● **Stated exercise**
Lay out everything from the line containing "trace the outline of every instance of the **stone sculpture**" down to the line containing "0 60 L 11 59" as a two-column CSV with the header entry_text,answer and one row for each entry. Put the entry's text and its answer each in a single quoted field, with line breaks turned into spaces.

————

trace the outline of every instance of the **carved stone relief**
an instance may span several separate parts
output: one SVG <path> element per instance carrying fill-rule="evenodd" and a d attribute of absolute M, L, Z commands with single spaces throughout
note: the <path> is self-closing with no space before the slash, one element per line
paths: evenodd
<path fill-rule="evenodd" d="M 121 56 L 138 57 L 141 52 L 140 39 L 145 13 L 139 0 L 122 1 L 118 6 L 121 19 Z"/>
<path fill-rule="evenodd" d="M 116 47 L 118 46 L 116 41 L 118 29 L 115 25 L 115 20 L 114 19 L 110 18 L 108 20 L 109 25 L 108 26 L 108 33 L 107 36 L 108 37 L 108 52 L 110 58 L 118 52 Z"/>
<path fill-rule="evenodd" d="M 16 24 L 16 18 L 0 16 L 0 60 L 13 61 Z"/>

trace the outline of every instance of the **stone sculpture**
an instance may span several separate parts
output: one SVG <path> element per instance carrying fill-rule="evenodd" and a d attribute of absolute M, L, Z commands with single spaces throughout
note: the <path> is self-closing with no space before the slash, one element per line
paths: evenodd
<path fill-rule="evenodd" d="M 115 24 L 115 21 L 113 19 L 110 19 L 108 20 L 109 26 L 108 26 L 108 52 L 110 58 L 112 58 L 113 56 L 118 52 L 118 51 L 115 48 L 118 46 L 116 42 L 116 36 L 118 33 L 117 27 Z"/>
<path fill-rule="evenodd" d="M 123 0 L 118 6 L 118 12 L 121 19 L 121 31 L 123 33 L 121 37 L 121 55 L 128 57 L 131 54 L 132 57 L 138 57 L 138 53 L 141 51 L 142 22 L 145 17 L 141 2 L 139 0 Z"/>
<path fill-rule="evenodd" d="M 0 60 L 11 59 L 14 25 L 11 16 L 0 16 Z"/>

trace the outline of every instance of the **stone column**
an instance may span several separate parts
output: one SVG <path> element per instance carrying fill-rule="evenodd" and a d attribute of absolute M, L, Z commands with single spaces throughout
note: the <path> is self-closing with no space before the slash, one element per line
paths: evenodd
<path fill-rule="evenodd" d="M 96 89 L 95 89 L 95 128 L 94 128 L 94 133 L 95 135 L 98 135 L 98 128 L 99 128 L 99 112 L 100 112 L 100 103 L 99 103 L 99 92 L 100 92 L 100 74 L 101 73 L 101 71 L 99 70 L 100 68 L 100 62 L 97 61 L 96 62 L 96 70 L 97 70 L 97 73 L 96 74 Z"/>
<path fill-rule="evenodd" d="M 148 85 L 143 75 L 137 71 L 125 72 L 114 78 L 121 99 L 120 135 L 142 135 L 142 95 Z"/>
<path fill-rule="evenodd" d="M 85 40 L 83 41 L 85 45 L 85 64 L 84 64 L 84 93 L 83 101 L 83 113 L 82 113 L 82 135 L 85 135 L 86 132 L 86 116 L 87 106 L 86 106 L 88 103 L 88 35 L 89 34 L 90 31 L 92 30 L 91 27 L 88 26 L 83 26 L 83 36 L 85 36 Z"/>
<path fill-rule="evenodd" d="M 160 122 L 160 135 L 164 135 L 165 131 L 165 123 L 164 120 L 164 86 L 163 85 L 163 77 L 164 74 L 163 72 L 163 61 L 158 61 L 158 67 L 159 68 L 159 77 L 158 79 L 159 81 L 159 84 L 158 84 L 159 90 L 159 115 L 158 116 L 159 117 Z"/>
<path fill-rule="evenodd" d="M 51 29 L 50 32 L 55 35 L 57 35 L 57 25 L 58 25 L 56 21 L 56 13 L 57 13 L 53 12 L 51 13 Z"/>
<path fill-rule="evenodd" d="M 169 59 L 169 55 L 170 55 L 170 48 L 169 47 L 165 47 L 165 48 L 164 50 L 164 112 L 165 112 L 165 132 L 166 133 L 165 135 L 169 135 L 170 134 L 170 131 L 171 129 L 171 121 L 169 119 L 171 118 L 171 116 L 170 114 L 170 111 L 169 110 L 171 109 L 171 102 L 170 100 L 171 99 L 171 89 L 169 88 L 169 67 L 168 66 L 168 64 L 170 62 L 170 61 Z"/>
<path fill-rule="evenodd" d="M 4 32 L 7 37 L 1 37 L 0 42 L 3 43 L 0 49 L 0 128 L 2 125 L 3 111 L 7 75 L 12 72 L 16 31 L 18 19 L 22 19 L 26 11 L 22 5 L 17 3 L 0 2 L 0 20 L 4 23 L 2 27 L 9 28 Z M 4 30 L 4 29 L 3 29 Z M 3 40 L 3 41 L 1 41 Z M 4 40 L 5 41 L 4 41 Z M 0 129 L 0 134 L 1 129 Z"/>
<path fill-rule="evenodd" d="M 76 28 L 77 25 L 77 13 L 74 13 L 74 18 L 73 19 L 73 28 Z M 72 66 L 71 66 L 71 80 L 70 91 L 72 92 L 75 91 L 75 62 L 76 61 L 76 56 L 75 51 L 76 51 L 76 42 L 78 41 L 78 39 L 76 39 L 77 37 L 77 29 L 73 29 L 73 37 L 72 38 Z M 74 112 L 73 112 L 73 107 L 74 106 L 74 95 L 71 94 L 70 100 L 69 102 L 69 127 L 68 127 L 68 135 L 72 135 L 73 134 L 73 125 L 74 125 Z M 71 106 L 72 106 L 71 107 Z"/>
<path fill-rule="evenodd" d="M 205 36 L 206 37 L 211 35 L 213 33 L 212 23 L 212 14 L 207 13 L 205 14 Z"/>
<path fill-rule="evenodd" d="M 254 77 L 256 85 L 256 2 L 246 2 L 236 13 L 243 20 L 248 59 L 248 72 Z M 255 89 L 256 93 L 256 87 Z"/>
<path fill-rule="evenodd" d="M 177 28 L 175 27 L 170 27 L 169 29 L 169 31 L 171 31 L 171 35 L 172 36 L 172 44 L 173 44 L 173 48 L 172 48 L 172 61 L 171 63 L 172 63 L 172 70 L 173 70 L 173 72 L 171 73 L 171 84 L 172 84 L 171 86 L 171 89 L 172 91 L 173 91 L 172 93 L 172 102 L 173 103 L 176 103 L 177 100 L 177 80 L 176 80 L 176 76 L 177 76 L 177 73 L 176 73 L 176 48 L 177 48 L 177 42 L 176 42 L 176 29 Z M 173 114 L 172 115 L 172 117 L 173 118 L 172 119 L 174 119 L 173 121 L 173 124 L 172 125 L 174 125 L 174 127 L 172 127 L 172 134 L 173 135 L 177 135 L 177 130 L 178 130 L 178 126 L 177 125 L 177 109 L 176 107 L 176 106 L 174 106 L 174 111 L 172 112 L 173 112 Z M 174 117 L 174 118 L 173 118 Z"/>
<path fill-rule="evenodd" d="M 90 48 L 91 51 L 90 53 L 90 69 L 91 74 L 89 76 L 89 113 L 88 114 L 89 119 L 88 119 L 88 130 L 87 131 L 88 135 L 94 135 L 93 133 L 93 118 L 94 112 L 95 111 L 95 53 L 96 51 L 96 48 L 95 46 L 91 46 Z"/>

————

● **Response for this exercise**
entry_text,answer
"trace the outline of every instance of the **stone sculpture** an instance may span several separate parts output: one SVG <path> element per instance carrying fill-rule=""evenodd"" and a d attribute of absolute M, L, Z commands with single spaces throughout note: the <path> is self-closing with no space before the slash, one element per line paths: evenodd","<path fill-rule=""evenodd"" d=""M 115 24 L 115 21 L 113 19 L 110 19 L 108 20 L 109 26 L 108 26 L 108 52 L 110 58 L 112 58 L 113 56 L 118 52 L 118 51 L 115 48 L 118 46 L 116 42 L 116 36 L 118 33 L 117 27 Z""/> <path fill-rule=""evenodd"" d=""M 123 0 L 118 6 L 118 12 L 121 19 L 121 31 L 123 33 L 121 37 L 121 55 L 128 57 L 131 54 L 132 57 L 138 57 L 138 53 L 141 51 L 142 22 L 145 17 L 141 2 L 139 0 Z""/> <path fill-rule=""evenodd"" d=""M 0 60 L 11 59 L 14 25 L 11 16 L 0 16 Z""/>"